I read with interest the profile of Stanley Hupfeld ("Evangelism and antagonism," Nov. 1, p. 34). After spending much of my career in the full-service acute-care hospital industry, I have been chief executive of a specialty hospital for the past 12 months. I must say that it's a shame when executives would rather criticize the competition instead of trying to beat it. But then again why should Hupfeld approach his profession any differently than he did his college football career? As he says in your article, he quit the team because he didn't get the playing time he wanted.
The current attack on specialty hospitals reminds me of similar critiques of for-profit hospitals in the 1980s and '90s. What old-school executives like Hupfeld fail to understand is that only through continued innovation will our healthcare system remain the best in the world. Those leaders who embrace physicians as partners and truly give them a seat at the table will be the winners in our increasingly competitive industry. Those like Hupfeld will get "limited playing time."
President and chief executive officer
Austin (Texas) Surgical Hospital
... you don't get Hupfeld
Michael Romano's account of Stanley Hupfeld's career seems rather myopic and one-sided. Here is an executive who has been a major influence in shaping healthcare delivery in Oklahoma City for the past 17 years, but after reading this article one is left with the impression that he has only a single focus-opposition to specialty hospitals.
Having known Hupfeld for 20 years and been a member of his executive team for the past four years, I believe that the article fails to capture the many positive contributions he has made to our industry.
I also find it odd that out of the three people interviewed for this article, two are former employees who had short tenures with Integris Health. My opinion of an executive profile would have been more inclusive of not only former employees, but also current employees, physicians and board members. Long-term success in any industry, particularly healthcare, requires an open-minded, innovative team approach. It also requires making tough decisions that may not be popular to all parties involved. A personal observation in working with Hupfeld is that he strikes an excellent balance in all these areas.
C. Bruce Lawrence
President and chief operating officer
Integris Metro Facilities
I find it incredible that in commenting favorably on John Kerry's plan to cover the uninsured, Stephanie Thomas, the chief operating officer of Denver Health, would claim that her system had $240 million in uncompensated care last year and expects to provide $270 million this year ("Both ends of the spectrum," Oct. 25, p. 6). I assume she is basing those numbers on Denver Health's gross charges, which, as we all know, have no relationship to the fees that a hospital agrees to be paid in contracts with health insurers, Medicare and Medicaid.
An organization that would "lose" as much as $1 million per bed annually on uncompensated care is one that should go out of business. But I doubt that is the case.
New Canaan, Conn.
Denver Health responds
Although it's true that the $270 million figure for Denver Health's care for the uninsured is based on charges, it does not include any "losses" from contractual agreements under Medicaid and Medicare or other insurers.

> Given entries:
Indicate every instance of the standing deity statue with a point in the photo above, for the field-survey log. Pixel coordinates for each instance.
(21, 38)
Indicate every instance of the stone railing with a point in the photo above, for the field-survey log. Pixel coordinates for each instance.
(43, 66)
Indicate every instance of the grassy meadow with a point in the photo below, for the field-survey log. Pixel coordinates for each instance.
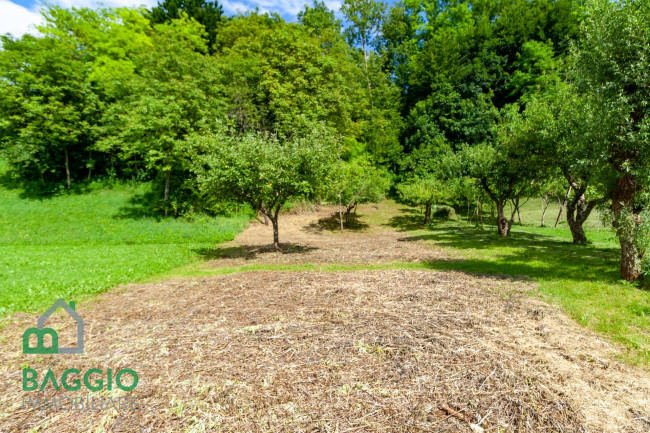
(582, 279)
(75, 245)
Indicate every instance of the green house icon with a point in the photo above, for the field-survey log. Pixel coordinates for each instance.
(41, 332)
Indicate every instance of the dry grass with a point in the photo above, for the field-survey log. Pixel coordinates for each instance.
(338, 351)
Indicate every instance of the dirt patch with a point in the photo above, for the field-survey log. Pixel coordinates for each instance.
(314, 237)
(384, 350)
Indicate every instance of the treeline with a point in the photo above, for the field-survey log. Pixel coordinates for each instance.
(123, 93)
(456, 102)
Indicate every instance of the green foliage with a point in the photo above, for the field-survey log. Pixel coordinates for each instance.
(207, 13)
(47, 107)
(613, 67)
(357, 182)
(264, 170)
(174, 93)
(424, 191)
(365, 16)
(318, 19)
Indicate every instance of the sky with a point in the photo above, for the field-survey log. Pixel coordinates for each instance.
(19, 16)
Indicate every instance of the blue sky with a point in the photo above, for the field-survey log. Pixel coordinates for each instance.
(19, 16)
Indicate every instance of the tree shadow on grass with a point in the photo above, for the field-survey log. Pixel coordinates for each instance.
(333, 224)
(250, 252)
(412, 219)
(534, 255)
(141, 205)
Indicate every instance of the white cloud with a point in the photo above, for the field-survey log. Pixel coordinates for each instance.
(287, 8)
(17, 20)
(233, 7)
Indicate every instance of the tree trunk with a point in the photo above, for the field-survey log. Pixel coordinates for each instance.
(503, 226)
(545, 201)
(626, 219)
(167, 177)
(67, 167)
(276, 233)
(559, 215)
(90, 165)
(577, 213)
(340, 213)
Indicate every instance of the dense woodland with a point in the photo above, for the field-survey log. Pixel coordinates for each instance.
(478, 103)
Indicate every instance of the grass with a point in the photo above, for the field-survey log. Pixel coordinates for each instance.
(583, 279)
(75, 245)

---

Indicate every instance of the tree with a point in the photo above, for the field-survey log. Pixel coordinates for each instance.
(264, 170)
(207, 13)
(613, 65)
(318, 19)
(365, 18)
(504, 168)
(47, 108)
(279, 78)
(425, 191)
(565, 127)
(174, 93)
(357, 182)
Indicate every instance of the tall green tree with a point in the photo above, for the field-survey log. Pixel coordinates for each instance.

> Using the information:
1: Say whether each statement below agrees with the letters to the editor. Answer yes or no for each, and quote the words of the letters that decide it.
(a) The writer from Austin (Texas) Surgical Hospital has led a specialty hospital for the past 12 months.
(b) C. Bruce Lawrence has been a member of Hupfeld's executive team for 20 years.
(c) Denver Health's $270 million figure includes losses from contractual agreements under Medicaid.
2: Answer these questions from the letters to the editor. Mark each answer with the letter of its question.
(a) Why did Hupfeld quit his college football team?
(b) How many people were interviewed for the article on Hupfeld?
(c) What position does Stephanie Thomas hold at Denver Health?
3: Return the stretch of the letters to the editor from "C. Bruce Lawrence" through "is the case.", copied exactly.

> Expected outputs:
1:
(a) Yes: "I have been chief executive of a specialty hospital for the past 12 months."
(b) No: "Having known Hupfeld for 20 years and been a member of his executive team for the past four years"
(c) No: "it does not include any "losses" from contractual agreements under Medicaid and Medicare or other insurers."

2:
(a) He didn't get the playing time he wanted.
(b) Three.
(c) Chief operating officer.

3:
C. Bruce Lawrence
President and chief operating officer
Integris Metro Facilities
I find it incredible that in commenting favorably on John Kerry's plan to cover the uninsured, Stephanie Thomas, the chief operating officer of Denver Health, would claim that her system had $240 million in uncompensated care last year and expects to provide $270 million this year ("Both ends of the spectrum," Oct. 25, p. 6). I assume she is basing those numbers on Denver Health's gross charges, which, as we all know, have no relationship to the fees that a hospital agrees to be paid in contracts with health insurers, Medicare and Medicaid.
An organization that would "lose" as much as $1 million per bed annually on uncompensated care is one that should go out of business. But I doubt that is the case.